Dataset records
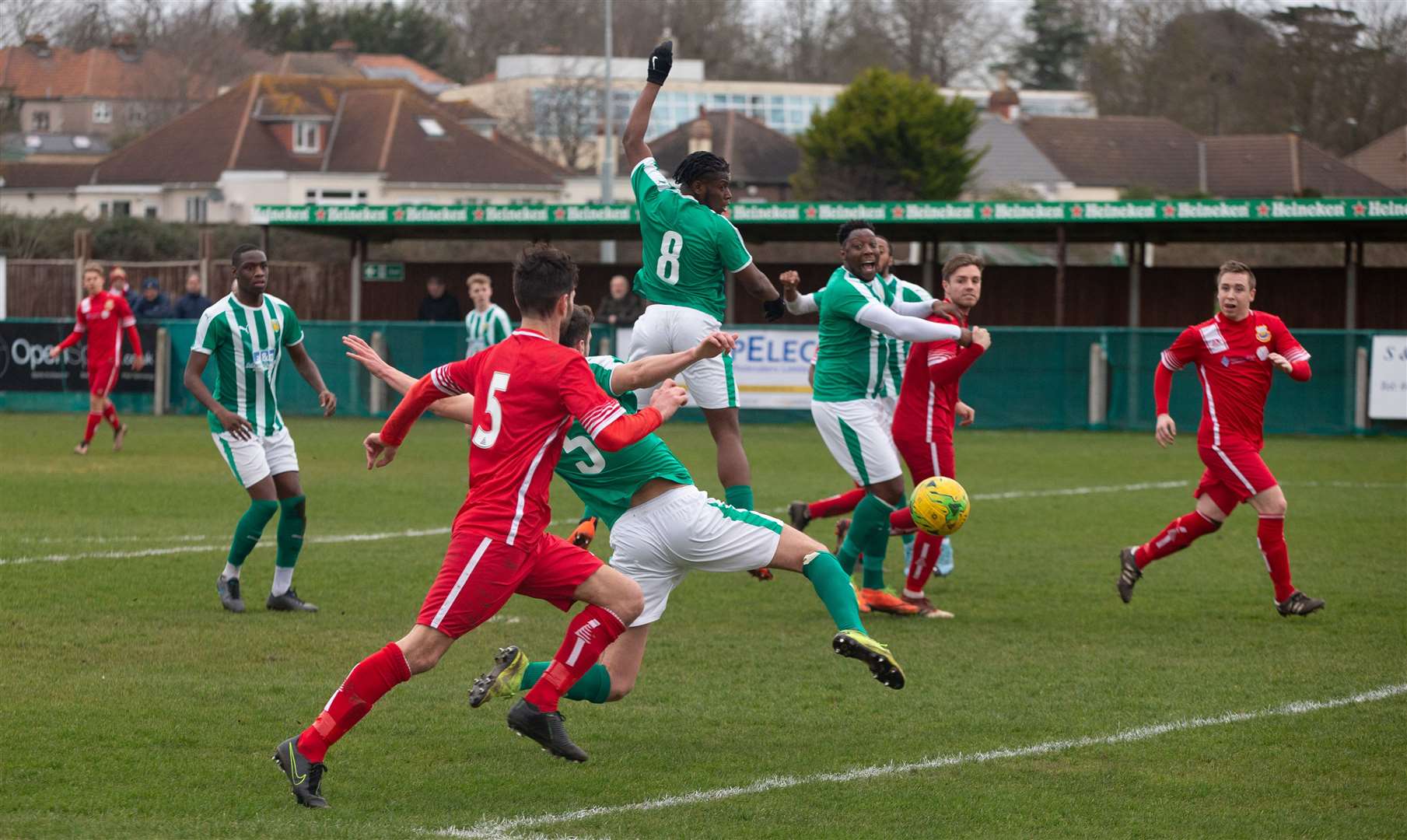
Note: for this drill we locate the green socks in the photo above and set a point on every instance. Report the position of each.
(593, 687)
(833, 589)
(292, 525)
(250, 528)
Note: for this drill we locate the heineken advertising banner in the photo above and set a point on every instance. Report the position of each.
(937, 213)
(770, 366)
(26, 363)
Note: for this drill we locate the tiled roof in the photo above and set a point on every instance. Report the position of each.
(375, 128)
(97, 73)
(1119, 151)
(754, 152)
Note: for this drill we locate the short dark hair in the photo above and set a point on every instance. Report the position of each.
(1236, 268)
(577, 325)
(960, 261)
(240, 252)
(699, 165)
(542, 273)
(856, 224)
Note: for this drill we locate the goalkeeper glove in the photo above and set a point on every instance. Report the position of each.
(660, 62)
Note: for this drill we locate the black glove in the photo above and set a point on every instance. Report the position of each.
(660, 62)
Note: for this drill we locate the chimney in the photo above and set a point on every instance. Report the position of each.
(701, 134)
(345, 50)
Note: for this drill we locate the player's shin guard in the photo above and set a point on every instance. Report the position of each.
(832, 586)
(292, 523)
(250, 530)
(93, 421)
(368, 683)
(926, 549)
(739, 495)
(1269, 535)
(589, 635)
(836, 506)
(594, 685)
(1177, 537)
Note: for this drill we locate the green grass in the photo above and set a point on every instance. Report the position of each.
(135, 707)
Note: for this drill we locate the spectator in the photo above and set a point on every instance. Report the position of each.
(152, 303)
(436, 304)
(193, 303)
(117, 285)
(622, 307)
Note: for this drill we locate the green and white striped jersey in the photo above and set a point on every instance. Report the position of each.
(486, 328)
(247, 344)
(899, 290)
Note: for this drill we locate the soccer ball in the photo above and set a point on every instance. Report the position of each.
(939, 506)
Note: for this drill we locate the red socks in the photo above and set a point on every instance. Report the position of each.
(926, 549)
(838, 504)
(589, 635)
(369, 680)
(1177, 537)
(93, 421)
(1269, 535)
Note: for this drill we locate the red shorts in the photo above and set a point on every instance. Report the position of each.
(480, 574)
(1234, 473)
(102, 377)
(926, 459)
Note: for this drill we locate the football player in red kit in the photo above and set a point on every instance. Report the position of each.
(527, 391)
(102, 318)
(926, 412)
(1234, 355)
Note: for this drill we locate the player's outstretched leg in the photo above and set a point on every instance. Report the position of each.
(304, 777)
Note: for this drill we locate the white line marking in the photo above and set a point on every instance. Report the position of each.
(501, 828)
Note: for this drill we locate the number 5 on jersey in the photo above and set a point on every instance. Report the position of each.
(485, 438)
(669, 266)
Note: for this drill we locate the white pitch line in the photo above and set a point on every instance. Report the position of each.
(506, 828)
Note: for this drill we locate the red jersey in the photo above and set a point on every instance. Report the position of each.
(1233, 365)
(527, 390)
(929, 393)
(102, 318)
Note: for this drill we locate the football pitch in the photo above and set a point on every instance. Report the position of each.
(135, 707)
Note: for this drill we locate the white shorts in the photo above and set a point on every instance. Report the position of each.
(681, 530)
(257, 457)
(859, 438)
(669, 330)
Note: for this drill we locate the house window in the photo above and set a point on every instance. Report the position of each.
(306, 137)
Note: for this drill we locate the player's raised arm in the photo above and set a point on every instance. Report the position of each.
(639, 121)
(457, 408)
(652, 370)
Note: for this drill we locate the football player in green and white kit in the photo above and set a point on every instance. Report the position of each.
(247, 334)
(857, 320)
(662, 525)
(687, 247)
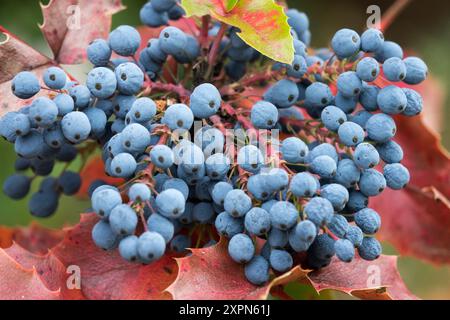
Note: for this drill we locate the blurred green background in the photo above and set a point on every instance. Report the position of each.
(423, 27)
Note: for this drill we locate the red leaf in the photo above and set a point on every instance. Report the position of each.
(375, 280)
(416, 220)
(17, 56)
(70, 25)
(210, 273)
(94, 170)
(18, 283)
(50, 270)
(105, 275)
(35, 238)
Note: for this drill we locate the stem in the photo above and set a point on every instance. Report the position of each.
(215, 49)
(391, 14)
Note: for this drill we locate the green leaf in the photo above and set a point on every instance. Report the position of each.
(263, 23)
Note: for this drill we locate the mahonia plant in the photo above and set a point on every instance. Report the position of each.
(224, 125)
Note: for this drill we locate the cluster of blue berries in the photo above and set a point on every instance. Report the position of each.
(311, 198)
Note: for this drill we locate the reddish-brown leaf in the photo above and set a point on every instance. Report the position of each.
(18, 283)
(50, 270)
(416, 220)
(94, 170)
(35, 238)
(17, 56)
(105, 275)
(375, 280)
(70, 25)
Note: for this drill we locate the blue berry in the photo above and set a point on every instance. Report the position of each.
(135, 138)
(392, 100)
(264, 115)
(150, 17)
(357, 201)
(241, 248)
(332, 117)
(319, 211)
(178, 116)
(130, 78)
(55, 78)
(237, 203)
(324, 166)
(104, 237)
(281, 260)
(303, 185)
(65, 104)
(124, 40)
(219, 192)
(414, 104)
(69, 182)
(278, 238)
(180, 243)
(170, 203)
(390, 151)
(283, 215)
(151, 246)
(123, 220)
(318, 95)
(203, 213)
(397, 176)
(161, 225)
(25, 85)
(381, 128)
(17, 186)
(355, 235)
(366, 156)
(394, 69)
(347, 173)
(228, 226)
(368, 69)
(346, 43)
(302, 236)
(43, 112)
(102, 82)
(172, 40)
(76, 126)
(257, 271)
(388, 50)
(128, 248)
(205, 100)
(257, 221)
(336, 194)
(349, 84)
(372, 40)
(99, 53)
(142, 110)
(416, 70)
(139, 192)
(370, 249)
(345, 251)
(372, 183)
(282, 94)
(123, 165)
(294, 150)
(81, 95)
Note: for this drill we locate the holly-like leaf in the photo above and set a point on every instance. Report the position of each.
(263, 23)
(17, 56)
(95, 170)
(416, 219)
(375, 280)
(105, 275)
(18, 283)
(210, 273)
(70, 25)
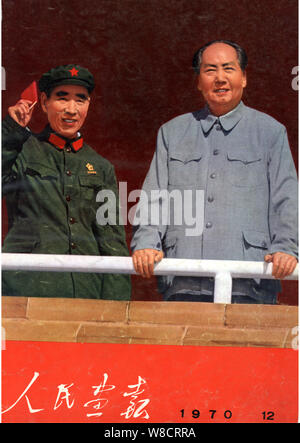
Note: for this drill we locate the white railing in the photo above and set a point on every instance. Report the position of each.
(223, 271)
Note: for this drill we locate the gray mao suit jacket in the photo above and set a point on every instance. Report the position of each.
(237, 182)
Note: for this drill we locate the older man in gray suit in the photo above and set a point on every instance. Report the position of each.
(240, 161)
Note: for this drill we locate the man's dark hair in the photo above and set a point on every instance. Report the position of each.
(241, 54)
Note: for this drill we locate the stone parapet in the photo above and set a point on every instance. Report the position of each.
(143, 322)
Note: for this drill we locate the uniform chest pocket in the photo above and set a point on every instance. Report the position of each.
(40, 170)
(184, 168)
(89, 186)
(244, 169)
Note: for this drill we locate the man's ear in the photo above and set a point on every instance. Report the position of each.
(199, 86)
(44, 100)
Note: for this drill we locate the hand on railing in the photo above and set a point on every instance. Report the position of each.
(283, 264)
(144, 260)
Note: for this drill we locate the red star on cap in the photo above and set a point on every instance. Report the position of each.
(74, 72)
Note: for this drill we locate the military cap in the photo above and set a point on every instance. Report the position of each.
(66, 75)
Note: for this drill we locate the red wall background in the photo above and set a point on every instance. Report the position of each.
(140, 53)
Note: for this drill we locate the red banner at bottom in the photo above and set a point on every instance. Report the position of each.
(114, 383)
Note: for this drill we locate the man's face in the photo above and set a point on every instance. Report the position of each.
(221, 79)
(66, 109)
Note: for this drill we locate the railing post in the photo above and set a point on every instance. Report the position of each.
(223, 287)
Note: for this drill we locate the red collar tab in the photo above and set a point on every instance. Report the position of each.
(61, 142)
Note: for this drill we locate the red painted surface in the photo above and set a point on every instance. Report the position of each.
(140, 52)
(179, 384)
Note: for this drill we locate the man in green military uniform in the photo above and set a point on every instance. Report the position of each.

WHAT IS EXPECTED ▸ Do not include images; quote all of the entries above exactly.

TASK SOLUTION ▸
Note: for this drill we locate the green socks in the photo above and set a point on every instance. Report the position of each.
(593, 687)
(833, 589)
(292, 525)
(250, 528)
Note: for this drill we locate the heineken advertising banner in the photo above and set a point on every instance. Report the position of each.
(937, 213)
(770, 366)
(26, 363)
Note: for this drill we locate the tiled roof in the photo above and set a point on every instance. Report the position of each.
(375, 128)
(97, 73)
(1119, 151)
(754, 152)
Note: for this drill we locate the short dark hair in the photo above and set a point on every instance. Report the position of each.
(1236, 268)
(577, 325)
(960, 261)
(240, 252)
(699, 165)
(542, 273)
(856, 224)
Note: for this drill we locate the goalkeeper glove in the photo above and set a point on every instance. Report the position of each.
(660, 62)
Note: for this drill we locate the black glove in the photo above and set a point on every instance. Report the position of each.
(660, 62)
Note: for this drill we locate the chimney in the photo above and set a point on every instance. Report the position of each.
(701, 134)
(345, 50)
Note: for this drill we locate the player's shin guard in the photo above and set a point on every instance. Report the position of each.
(832, 586)
(292, 523)
(250, 530)
(93, 421)
(368, 683)
(926, 549)
(739, 495)
(1269, 535)
(589, 635)
(836, 506)
(594, 685)
(1177, 537)
Note: for this drill we locate the green grass in the photo above and set a point on every instance. Report the position of each.
(135, 707)
Note: for this drill we locate the spectator in the photo above and set a point on every instance. Report the position of each.
(152, 303)
(436, 304)
(193, 303)
(117, 285)
(622, 307)
Note: for this drill we locate the green and white striped jersey in the photo above and set a point on every instance. Report the position of each.
(486, 328)
(247, 344)
(899, 290)
Note: for this drill we locate the soccer ball in the photo above and set a point on every instance. Report the position of each.
(939, 506)
Note: for this drill we locate the red socks in the photo above and set a point on every instance. Report the position of each.
(926, 549)
(838, 504)
(589, 635)
(369, 680)
(1177, 537)
(93, 421)
(1269, 535)
Note: for this drill we locate the red shorts in the photo above and set a point on every instance. Report the position of each.
(480, 574)
(1234, 473)
(102, 377)
(926, 459)
Note: for this drill we locate the football player in red kit in the photo above and set a point on every instance. Report the position of each.
(527, 391)
(102, 318)
(926, 412)
(1234, 355)
Note: for this drill we locate the player's outstretched leg in the photo above and set a point on every instance. Report the position of each.
(304, 777)
Note: for this drill we locate the white line marking in the photo above and set a point on every instance. Report the position of each.
(501, 828)
Note: for this drill we locate the number 5 on jersey in the photo above and set a point on every instance. Report the position of each.
(485, 438)
(669, 266)
Note: for this drill we locate the white pitch line in the photo above and set a point on every instance. Report the position of each.
(506, 828)
Note: for this drill we locate the red jersey in the photo above and set a point on every instance. Report the position of each.
(1233, 365)
(527, 390)
(929, 393)
(102, 318)
Note: for this drill we locate the football pitch in the photo above and set a point on every instance. Report the position of each.
(135, 707)
Note: for this drill we locate the white shorts in the photo above and set a point on every instance. Report the position of each.
(681, 530)
(257, 457)
(859, 438)
(669, 330)
Note: for this drill we locate the house window in the photo above and set a point on every instance. Report the position of each.
(306, 137)
Note: for this drill we locate the player's raised arm in the photo above and set a point on every instance. Report the position of each.
(639, 121)
(457, 408)
(652, 370)
Note: for this drill we locate the football player in green and white kit in the photo above and set a point on every instance. Report the position of each.
(247, 334)
(857, 320)
(662, 525)
(687, 247)
Note: for this drill we locate the blurred green background in the photo above and set a point on every instance. Report the position of each.
(423, 27)
Note: for this drill we locate the red leaf in the photo above and set a point on every instance. Report the position of each.
(375, 280)
(416, 220)
(17, 56)
(70, 25)
(210, 273)
(94, 170)
(18, 283)
(50, 270)
(105, 275)
(35, 238)
Note: for this drill we locate the stem in the photo above and set a point on every instance. Report the position of each.
(215, 49)
(391, 14)
Note: for this drill we locate the green leaf in the photo above and set a point on every instance. Report the position of each.
(263, 23)
Note: for this drill we locate the mahonia plant in the photo above and set a point on every instance. Report the position of each.
(224, 125)
Note: for this drill we locate the cluster of blue berries in the photo above and set a point on every instance. Report the position of each.
(311, 198)
Note: for this drill we locate the reddish-brown leaf in the photo above and set a point on every instance. Report the position of each.
(18, 283)
(50, 270)
(416, 220)
(94, 170)
(35, 238)
(17, 56)
(105, 275)
(375, 280)
(70, 25)
Note: for this drill we locate the blue berry in the photo above and set a point on every instance. Report the position of each.
(135, 138)
(392, 100)
(264, 115)
(150, 17)
(357, 201)
(241, 248)
(332, 117)
(319, 211)
(178, 116)
(130, 78)
(55, 78)
(237, 203)
(324, 166)
(104, 237)
(281, 260)
(303, 185)
(65, 104)
(124, 40)
(219, 192)
(414, 104)
(69, 182)
(278, 238)
(180, 243)
(170, 203)
(390, 151)
(283, 215)
(151, 246)
(123, 220)
(318, 95)
(203, 213)
(397, 176)
(161, 225)
(25, 85)
(381, 128)
(17, 186)
(355, 235)
(366, 156)
(394, 69)
(347, 173)
(228, 226)
(368, 69)
(346, 43)
(302, 236)
(43, 112)
(102, 82)
(172, 40)
(76, 126)
(257, 271)
(388, 50)
(128, 248)
(205, 100)
(257, 221)
(336, 194)
(349, 84)
(372, 40)
(99, 53)
(142, 110)
(416, 70)
(139, 192)
(370, 249)
(345, 251)
(372, 183)
(282, 94)
(123, 165)
(294, 150)
(81, 95)
Note: for this drill we locate the holly-like leaf in the photo above and set a point on every instance. Report the position of each.
(263, 23)
(17, 56)
(95, 170)
(416, 219)
(375, 280)
(105, 275)
(18, 283)
(210, 273)
(70, 25)
Note: for this drill we locate the white railing in the photo above and set a point on every instance. Report the position of each.
(223, 271)
Note: for this drill we locate the gray mao suit jacket in the photo above and set a point on every instance. Report the position of each.
(237, 182)
Note: for this drill we locate the older man in gray suit in the photo above and set a point on every instance. Report the position of each.
(240, 161)
Note: for this drill we locate the man's dark hair in the photo above and set a point on every instance. Report the position of each.
(241, 54)
Note: for this drill we locate the stone parapet in the photo above and set a point on every instance. Report the position of each.
(143, 322)
Note: for this drill we locate the uniform chest pocket in the photo above and set a point on every instance. Report the position of each.
(40, 170)
(184, 168)
(89, 186)
(244, 169)
Note: for this drill we locate the man's ear in the photo above and set a point on every instance. Report the position of each.
(199, 86)
(44, 100)
Note: for this drill we locate the hand on railing in the photo above and set a point on every instance. Report the position of each.
(283, 264)
(144, 260)
Note: for this drill we locate the red star on cap in the photo above and set a point on every instance. Report the position of each.
(74, 72)
Note: for this drill we locate the military cap in the photo above and set a point on every instance. Report the position of each.
(66, 75)
Note: for this drill we locate the red wall background in the photo above and set a point on every instance. Report the position of each.
(140, 53)
Note: for this drill we locate the red banner at bottom in the photo above and set a point on every instance. Report the position of each.
(114, 383)
Note: for this drill we locate the man's face in the photo above and set a point on every instance. Report the position of each.
(221, 79)
(66, 109)
Note: for this drill we locate the railing post in the photo above and set a point on every instance. Report the position of each.
(223, 287)
Note: for this drill we locate the red collar tab in the photo above and set a point on every instance. Report the position of each.
(61, 142)
Note: for this drill we locate the red painted surface in the photo above and set a point on every instance. Report the position of each.
(140, 52)
(179, 384)
Note: for this drill we locate the man in green military uniform in the photo above and set a point on every instance. Report the position of each.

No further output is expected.